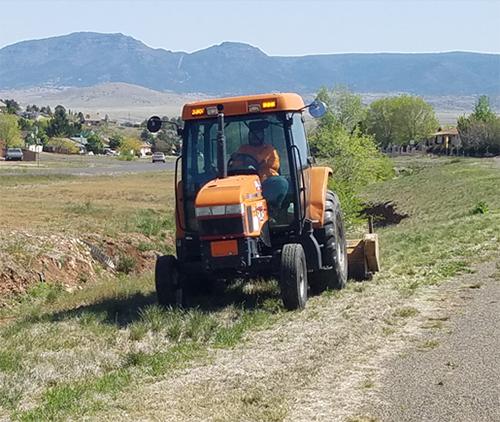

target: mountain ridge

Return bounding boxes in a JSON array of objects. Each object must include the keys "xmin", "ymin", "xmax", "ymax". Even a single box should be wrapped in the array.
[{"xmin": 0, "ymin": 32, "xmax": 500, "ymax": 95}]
* * * *
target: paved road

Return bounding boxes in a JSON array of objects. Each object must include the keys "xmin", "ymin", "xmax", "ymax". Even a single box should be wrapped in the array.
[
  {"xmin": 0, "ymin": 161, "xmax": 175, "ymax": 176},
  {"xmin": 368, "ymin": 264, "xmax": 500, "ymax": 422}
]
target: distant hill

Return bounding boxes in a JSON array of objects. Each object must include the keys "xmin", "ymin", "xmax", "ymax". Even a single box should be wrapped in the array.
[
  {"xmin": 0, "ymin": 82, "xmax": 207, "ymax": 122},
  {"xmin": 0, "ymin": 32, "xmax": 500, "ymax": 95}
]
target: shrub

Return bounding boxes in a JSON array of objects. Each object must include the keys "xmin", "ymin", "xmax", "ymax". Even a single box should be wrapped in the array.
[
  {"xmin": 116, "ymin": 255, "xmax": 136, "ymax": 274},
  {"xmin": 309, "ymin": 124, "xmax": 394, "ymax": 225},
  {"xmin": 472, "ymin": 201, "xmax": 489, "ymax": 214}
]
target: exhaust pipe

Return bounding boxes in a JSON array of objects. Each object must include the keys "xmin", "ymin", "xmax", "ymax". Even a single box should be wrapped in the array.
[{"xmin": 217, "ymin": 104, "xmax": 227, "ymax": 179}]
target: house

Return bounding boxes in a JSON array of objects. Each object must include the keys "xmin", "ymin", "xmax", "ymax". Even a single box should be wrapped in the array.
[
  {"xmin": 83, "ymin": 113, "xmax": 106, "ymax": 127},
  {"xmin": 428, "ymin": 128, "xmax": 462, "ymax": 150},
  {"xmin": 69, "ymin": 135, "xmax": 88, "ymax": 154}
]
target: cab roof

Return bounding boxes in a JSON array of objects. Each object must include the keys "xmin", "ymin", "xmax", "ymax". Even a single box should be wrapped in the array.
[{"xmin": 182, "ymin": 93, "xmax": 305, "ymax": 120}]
* * * *
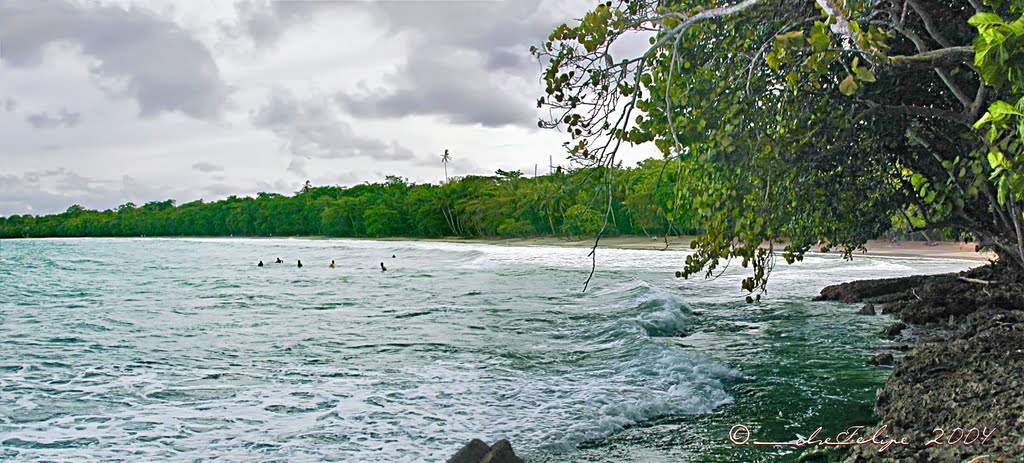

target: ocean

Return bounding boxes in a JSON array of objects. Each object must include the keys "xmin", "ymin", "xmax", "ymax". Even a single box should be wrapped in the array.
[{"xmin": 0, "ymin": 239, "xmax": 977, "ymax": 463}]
* * * *
How many lines of the listing above contain the string "target", with case counting? Reply with only the number.

8